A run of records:
'''
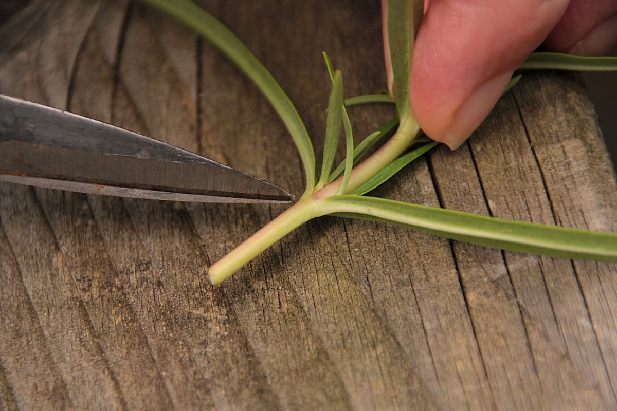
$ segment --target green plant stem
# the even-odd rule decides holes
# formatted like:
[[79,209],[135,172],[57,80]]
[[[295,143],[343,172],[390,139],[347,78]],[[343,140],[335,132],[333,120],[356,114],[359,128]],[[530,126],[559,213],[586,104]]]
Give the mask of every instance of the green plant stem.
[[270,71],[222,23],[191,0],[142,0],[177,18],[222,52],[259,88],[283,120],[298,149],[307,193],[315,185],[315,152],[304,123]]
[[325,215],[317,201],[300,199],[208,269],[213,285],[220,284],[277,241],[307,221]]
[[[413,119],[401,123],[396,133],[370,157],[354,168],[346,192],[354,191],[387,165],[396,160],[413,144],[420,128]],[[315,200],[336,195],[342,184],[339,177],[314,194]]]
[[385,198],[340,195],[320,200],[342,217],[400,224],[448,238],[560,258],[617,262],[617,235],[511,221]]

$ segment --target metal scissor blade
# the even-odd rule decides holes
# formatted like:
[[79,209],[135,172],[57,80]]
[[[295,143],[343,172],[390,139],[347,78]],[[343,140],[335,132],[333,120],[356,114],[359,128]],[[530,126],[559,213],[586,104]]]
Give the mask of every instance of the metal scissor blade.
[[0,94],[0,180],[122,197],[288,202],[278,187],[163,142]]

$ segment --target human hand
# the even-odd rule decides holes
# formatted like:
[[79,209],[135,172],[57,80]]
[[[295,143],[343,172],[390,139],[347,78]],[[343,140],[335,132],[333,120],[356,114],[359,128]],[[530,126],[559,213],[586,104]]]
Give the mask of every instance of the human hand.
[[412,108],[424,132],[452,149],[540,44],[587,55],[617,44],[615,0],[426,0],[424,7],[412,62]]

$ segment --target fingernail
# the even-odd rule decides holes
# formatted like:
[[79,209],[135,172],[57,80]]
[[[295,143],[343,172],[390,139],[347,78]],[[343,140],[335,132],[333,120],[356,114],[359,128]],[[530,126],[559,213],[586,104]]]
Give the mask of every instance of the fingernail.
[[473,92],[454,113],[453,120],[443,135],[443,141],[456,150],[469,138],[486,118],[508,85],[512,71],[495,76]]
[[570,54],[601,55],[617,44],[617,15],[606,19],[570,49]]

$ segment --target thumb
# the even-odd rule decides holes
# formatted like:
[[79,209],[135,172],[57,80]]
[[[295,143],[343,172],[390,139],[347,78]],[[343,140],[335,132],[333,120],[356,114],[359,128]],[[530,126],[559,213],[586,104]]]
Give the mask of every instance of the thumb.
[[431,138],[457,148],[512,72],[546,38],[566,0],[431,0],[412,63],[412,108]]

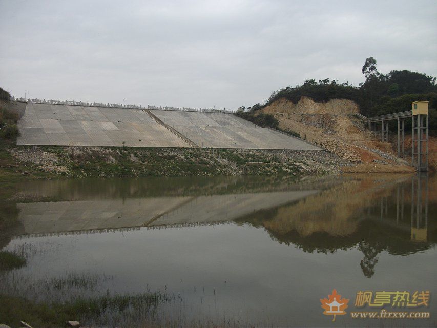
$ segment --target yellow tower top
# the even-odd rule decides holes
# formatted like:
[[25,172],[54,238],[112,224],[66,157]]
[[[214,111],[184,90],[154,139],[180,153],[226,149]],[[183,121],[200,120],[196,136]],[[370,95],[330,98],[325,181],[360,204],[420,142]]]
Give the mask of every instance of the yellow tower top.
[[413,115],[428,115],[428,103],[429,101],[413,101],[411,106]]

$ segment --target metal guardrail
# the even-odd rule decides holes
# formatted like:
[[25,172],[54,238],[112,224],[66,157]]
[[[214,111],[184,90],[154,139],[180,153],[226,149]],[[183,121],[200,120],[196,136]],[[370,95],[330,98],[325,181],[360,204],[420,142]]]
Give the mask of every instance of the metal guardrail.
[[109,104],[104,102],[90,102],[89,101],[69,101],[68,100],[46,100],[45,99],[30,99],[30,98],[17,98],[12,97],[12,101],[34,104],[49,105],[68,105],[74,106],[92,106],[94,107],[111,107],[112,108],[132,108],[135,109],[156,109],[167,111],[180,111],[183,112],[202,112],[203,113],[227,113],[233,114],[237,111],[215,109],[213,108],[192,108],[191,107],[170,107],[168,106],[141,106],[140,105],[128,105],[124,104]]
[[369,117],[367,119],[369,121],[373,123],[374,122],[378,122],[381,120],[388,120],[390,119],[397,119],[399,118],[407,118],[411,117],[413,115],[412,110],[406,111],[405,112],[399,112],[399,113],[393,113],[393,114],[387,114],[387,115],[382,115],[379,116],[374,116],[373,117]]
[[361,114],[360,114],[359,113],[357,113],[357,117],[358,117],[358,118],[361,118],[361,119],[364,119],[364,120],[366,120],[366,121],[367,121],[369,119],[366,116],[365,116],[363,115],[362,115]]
'''
'''
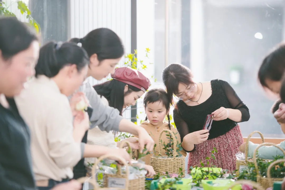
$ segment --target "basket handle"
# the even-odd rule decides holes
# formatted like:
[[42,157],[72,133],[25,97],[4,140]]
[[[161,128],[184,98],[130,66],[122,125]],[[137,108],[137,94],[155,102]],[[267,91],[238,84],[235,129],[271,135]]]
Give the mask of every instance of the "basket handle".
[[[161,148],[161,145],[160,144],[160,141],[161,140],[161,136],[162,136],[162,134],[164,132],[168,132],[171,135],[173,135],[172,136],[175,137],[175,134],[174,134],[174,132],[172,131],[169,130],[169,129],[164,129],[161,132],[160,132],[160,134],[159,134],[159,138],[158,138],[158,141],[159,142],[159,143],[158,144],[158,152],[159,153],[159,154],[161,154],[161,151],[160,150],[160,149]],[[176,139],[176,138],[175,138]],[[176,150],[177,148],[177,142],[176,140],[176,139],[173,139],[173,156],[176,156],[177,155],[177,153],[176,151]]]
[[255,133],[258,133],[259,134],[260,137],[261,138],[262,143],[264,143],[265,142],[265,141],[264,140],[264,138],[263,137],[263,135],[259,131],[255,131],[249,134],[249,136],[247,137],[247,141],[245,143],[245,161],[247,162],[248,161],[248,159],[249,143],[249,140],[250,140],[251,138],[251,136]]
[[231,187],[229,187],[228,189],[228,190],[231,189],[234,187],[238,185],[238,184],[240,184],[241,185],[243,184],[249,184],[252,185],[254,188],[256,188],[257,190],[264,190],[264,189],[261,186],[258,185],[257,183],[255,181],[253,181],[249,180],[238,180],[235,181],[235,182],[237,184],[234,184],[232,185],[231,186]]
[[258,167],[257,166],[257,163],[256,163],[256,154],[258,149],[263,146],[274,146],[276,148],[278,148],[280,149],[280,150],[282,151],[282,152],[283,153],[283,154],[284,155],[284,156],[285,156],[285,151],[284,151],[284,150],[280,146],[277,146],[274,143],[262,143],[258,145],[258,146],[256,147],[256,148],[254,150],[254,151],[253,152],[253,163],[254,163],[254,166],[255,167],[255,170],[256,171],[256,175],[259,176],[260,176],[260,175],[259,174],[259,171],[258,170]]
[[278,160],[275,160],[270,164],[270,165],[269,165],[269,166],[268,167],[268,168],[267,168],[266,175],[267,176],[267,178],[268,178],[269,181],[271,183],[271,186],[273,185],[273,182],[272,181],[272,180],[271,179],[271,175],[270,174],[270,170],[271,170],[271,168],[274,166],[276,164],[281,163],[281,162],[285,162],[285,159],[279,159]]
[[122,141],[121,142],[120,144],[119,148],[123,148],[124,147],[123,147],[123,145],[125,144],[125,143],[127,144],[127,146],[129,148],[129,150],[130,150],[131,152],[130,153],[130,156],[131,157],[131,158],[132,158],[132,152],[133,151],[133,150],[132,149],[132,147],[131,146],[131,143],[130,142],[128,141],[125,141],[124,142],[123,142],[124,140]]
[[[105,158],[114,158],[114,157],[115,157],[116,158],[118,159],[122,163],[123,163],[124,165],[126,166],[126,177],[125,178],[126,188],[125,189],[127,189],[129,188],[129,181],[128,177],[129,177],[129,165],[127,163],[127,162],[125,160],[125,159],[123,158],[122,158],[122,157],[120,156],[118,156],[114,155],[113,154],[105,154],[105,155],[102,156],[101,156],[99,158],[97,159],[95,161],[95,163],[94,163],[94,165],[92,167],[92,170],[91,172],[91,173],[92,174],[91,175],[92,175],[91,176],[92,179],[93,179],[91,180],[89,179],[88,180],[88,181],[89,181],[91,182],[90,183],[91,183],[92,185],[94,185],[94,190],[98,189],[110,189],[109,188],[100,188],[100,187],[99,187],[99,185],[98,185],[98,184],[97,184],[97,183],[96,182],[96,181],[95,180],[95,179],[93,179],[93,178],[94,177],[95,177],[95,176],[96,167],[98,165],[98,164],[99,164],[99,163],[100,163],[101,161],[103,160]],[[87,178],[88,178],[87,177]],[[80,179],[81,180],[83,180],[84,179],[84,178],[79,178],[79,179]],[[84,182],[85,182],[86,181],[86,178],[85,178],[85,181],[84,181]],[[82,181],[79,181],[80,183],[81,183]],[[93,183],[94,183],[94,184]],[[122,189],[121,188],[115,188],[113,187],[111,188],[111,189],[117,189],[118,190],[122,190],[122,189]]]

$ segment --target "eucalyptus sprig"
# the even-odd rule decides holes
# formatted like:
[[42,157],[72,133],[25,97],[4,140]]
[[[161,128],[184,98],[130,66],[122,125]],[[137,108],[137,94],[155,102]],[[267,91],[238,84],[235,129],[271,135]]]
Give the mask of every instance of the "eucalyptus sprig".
'''
▶ **The task**
Echo the lines of the material from the line containing "--target metal guardrail" through the line containing "Give the mask of every instance of the metal guardrail.", inclusive.

▶ **Expected answer**
$ segment --target metal guardrail
# the even-odd rule decides holes
# formatted like:
[[25,172],[54,238],[112,224],[66,157]]
[[[214,111],[184,90],[154,139],[180,153],[226,149]],[[183,121],[200,120],[196,136]],[[370,95],[330,98],[325,181],[360,204],[420,142]]]
Give the mask of every instance of the metal guardrail.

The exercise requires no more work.